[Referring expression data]
"""

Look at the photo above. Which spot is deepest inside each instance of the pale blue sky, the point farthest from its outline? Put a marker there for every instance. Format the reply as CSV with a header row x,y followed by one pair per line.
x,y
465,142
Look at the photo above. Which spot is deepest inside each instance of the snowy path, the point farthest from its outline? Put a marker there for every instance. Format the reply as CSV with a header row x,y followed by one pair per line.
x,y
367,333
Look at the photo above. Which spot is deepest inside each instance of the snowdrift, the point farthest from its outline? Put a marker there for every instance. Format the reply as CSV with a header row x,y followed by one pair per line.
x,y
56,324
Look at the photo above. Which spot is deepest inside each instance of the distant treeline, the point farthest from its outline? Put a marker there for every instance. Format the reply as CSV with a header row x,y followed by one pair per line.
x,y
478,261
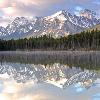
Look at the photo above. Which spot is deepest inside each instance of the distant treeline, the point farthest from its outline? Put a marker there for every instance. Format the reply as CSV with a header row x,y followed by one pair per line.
x,y
86,40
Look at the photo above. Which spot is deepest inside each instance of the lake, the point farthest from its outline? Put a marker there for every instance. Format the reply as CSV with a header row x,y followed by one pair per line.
x,y
49,75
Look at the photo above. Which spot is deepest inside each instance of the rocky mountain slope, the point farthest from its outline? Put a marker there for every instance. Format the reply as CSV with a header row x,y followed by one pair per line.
x,y
59,24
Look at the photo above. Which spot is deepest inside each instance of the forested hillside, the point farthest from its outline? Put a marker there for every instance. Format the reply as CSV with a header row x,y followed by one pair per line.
x,y
89,40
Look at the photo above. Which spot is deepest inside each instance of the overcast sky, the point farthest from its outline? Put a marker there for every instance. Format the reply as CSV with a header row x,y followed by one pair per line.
x,y
13,8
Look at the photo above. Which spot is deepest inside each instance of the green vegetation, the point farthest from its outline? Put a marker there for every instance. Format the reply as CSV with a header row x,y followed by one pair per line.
x,y
89,40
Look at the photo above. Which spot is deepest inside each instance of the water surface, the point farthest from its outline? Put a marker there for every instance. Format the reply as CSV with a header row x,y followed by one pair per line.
x,y
42,75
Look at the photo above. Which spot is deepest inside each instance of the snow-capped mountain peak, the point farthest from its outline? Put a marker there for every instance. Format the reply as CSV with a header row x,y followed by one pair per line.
x,y
59,24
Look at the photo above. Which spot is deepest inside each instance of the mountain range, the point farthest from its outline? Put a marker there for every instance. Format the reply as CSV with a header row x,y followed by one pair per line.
x,y
59,24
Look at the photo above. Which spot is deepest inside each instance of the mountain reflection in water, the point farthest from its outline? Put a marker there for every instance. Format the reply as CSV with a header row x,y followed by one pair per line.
x,y
56,79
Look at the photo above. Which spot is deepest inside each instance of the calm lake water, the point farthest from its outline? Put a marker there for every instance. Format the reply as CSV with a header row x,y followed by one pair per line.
x,y
44,75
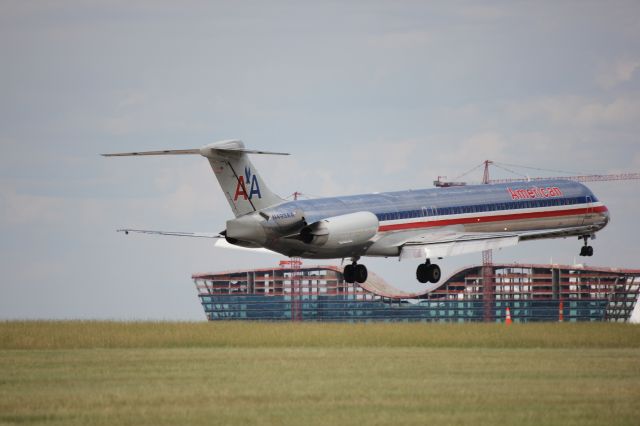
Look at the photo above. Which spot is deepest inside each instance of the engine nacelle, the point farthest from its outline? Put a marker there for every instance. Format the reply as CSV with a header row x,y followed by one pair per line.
x,y
341,231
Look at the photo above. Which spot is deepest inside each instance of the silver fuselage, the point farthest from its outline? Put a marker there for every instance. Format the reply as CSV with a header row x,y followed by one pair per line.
x,y
526,206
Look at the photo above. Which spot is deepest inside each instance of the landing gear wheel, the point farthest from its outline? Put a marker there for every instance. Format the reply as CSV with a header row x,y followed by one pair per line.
x,y
434,273
427,272
586,251
361,273
421,273
349,274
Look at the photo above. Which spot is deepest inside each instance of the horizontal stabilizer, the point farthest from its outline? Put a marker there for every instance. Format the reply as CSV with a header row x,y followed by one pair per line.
x,y
173,234
164,152
219,242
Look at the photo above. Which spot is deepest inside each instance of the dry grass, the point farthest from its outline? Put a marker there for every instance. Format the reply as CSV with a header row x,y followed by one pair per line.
x,y
314,374
90,334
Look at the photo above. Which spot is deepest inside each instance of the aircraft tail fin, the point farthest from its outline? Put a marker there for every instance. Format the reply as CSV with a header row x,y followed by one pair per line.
x,y
240,181
244,188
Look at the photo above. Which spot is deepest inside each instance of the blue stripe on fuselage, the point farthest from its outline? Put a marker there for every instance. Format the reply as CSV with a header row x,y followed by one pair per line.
x,y
439,201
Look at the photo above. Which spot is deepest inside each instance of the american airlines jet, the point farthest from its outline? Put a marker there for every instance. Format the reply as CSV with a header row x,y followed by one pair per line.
x,y
429,223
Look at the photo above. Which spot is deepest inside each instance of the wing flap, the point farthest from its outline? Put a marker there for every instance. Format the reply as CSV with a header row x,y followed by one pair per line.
x,y
456,247
219,242
454,243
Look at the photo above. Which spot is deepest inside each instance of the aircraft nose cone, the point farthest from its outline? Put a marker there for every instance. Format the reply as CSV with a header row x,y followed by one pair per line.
x,y
247,228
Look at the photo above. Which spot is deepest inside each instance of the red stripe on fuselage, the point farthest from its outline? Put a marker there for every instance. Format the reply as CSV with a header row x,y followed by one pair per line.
x,y
495,218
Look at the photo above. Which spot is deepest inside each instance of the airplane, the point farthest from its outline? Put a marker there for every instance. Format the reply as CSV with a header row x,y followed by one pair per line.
x,y
428,223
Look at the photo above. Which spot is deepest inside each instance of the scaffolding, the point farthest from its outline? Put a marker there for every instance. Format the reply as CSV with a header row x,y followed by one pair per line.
x,y
292,292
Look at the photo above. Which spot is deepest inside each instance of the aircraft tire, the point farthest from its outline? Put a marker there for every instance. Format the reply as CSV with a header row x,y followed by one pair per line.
x,y
349,274
361,273
422,273
434,273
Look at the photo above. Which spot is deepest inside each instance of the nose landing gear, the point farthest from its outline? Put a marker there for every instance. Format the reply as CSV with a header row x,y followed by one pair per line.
x,y
427,272
586,250
355,273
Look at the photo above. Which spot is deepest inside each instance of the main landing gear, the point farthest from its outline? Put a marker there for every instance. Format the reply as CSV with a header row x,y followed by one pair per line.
x,y
427,272
586,250
355,273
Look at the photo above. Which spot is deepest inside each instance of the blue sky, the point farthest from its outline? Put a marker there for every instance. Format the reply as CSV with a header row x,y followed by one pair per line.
x,y
367,96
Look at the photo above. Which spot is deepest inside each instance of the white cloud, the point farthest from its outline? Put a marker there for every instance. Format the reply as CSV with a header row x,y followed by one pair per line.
x,y
618,72
577,111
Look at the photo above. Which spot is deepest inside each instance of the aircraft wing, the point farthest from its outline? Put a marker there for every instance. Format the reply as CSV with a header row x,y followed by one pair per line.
x,y
453,243
219,242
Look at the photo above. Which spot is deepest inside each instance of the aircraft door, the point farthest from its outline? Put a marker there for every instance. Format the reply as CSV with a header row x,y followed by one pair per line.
x,y
589,212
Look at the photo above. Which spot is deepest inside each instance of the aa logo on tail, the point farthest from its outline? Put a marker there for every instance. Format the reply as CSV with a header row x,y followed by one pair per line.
x,y
241,187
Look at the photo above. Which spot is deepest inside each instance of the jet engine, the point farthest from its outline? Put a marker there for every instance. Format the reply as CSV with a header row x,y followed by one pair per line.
x,y
341,231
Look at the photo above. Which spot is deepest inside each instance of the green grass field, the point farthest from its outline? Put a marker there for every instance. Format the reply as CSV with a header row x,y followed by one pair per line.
x,y
256,373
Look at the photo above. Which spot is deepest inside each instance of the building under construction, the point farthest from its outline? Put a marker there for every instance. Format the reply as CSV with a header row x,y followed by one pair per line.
x,y
292,292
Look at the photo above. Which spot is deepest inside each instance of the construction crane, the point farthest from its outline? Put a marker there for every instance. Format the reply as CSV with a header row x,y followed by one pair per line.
x,y
488,283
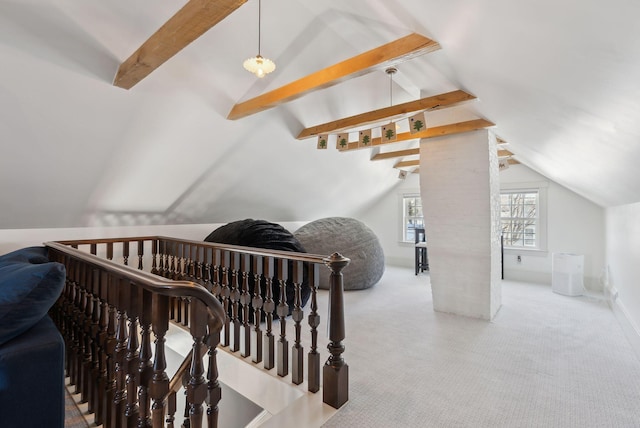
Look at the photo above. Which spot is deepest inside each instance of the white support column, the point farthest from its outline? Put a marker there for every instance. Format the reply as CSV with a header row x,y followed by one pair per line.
x,y
460,190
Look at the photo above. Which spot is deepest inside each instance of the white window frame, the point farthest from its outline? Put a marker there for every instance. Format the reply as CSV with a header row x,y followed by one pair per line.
x,y
541,226
402,230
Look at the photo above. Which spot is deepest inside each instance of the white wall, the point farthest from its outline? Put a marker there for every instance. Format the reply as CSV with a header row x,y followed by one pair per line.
x,y
385,219
574,225
13,239
623,260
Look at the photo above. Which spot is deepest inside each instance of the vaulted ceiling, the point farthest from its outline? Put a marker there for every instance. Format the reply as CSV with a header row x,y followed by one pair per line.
x,y
558,80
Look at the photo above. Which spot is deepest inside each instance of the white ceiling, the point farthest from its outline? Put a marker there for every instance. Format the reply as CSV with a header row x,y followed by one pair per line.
x,y
559,79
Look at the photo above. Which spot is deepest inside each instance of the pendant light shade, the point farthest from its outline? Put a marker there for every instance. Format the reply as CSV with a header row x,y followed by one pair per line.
x,y
259,65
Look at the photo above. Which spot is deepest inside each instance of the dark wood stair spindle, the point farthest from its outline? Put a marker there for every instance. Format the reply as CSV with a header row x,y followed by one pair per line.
x,y
197,386
94,372
297,351
257,307
245,300
154,257
132,356
140,254
235,301
225,292
216,285
160,381
214,392
283,311
269,306
335,389
102,351
145,367
314,321
120,392
111,294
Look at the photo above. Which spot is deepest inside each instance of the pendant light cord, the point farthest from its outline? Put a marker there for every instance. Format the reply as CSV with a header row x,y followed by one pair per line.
x,y
259,23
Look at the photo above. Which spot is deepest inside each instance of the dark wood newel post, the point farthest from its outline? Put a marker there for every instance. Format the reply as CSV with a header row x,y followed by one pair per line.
x,y
335,373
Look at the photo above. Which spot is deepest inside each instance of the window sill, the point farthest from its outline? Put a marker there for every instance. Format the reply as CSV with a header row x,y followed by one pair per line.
x,y
527,251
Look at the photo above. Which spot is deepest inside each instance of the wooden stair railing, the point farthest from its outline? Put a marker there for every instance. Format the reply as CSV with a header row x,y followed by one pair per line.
x,y
224,271
107,315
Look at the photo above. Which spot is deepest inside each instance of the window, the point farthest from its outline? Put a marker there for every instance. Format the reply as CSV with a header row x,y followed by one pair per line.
x,y
412,217
520,219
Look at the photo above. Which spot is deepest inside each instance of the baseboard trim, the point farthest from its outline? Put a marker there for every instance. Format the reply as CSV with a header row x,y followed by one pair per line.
x,y
629,327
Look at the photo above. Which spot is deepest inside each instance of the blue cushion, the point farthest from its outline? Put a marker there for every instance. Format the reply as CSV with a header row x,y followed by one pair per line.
x,y
35,255
27,292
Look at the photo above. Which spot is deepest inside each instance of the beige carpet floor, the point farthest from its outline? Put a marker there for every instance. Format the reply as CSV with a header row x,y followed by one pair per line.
x,y
546,360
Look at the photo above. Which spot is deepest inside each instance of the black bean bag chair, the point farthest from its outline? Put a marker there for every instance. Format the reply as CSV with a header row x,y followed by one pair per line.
x,y
267,235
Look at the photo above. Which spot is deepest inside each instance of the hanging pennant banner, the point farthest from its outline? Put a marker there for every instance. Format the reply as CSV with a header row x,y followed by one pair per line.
x,y
322,141
389,132
417,123
364,138
342,141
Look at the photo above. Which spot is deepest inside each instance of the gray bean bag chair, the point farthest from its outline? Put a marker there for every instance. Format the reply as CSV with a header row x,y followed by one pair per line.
x,y
352,239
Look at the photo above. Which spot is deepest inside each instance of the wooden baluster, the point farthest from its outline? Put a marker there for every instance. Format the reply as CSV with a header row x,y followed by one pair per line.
x,y
184,275
257,307
313,377
120,393
198,254
132,356
82,333
245,300
297,352
197,386
112,342
335,373
95,343
101,350
269,307
214,392
75,327
216,286
206,269
145,366
87,338
140,254
283,311
188,262
171,409
225,293
154,255
125,252
160,381
235,301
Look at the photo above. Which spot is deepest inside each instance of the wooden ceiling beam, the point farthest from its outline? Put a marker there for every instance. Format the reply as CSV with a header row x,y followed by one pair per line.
x,y
403,49
397,154
436,102
189,23
437,131
404,164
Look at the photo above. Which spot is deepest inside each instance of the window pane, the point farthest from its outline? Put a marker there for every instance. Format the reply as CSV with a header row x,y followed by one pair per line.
x,y
519,213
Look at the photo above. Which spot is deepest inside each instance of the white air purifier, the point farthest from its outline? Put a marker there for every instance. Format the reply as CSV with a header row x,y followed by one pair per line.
x,y
567,274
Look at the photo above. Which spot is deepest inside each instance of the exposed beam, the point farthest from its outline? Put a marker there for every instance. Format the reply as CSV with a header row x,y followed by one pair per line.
x,y
397,154
435,102
189,23
403,164
437,131
397,51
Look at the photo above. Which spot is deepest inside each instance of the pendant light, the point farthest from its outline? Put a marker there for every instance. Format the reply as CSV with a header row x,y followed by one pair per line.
x,y
259,65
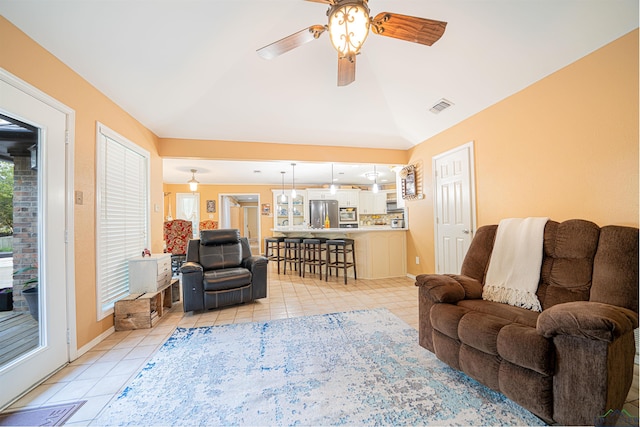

"""

(Work request) All pictures must be left out. Reproduce exactly the lines from the one containing "the white air" to the final line of the entries.

(Your response)
Look at the photo above. Which spot is deepest inside each instance of the white air purifier, the point farthest from its outline? Put a marker there for every instance. Format the reply as CSV with a header row x,y followed by one pair per line.
x,y
567,274
Look at the photo above. Which spot is deepest inside each instance of the exposed beam, the point farthest from its outline? Put a marker there for every instance. Format the reply as CSV with a header row x,y followed by one pair per line.
x,y
397,154
435,102
189,23
403,164
437,131
397,51
Look at the photo above. Which spot is deepest inside each instance of the pendant light, the point farthest from its outline? Put a marker there for every instance. Format the reply as CSV with a header row x,y followed by one pair per line.
x,y
259,65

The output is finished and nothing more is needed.